"O maior problema do Estado é não saber gerir"
"O SNS foi um bem que temos de respeitar. Não o é neste momento, se não se transformar e não evoluir, não se ter aberto ao mundo da concorrência. O grande problema é ter parado e ser parasitado por vários interesses. O maior problema do Estado é não saber gerir", diz Artur Osório, médico de formação, e gestor no grupoTrofa.
E dá exemplos. "Os partidos mudavam e mudava a administração e iam afiliados dos partidos. O bloco central era perito nestas nomeações, muitas delas incompetentes. Entram interesses corporativos, dos fornecedores, da indústria farmacêutica, que torna tudo mais caro. O dirigente do privado para sobreviver tem de escolher os gestores, médicos, enfermeiros mais eficientes, sabem comprar os produtos. Não são premiáveis a cunhas", aponta.
Artur Osório defende que o papel do Estado é garantir o acesso à saúde. "Este é o Estado Social. Não diz na Constituição que tem se ser feito através de hospitais. O Estado tem de pensar o mundo da concorrência, de forma a conseguir fazer melhor e mais barato", afirma. E dá exemplos. "As consultas, em média a seguradora paga ao privado entre 20 e 30 euros. O Estado paga ao hospital pública nunca menos de 80 euros. Em alguns casos o valor chega aos 140 euros, para o manter", disse, referindo que os grupos privados estão prontos para gerir as unidades públicas.
Segundo o responsável, o setor privado representa entre 20% a 25% do sistema nacional de saúde. "Só os hospitais fazem 1,5 mil milhões de euros por ano. Realizam cerca de um milhão de cirurgias, seis a sete milhões de consultas. É um setor que está a crescer. Há organismos que em dois anos e meio duplicaram o número de clientes".

----------

**Objetivo do exercício**
Reproduza, sem qualquer alteração, o excerto sobre a gestão do SNS, desde "Artur Osório defende" até "as unidades públicas.", inclusive. O material apresentado a seguir não é necessário para este exercício.

**Dados registados**
----------

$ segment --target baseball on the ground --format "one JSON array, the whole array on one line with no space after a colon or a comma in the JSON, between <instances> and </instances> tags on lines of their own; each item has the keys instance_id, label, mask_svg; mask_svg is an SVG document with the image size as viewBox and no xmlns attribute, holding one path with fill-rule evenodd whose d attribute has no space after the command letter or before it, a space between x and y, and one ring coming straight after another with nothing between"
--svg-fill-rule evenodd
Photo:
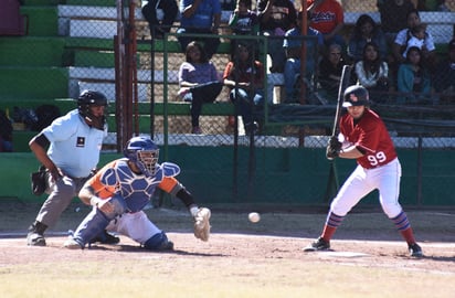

----------

**Resposta à tarefa**
Artur Osório defende que o papel do Estado é garantir o acesso à saúde. "Este é o Estado Social. Não diz na Constituição que tem se ser feito através de hospitais. O Estado tem de pensar o mundo da concorrência, de forma a conseguir fazer melhor e mais barato", afirma. E dá exemplos. "As consultas, em média a seguradora paga ao privado entre 20 e 30 euros. O Estado paga ao hospital pública nunca menos de 80 euros. Em alguns casos o valor chega aos 140 euros, para o manter", disse, referindo que os grupos privados estão prontos para gerir as unidades públicas.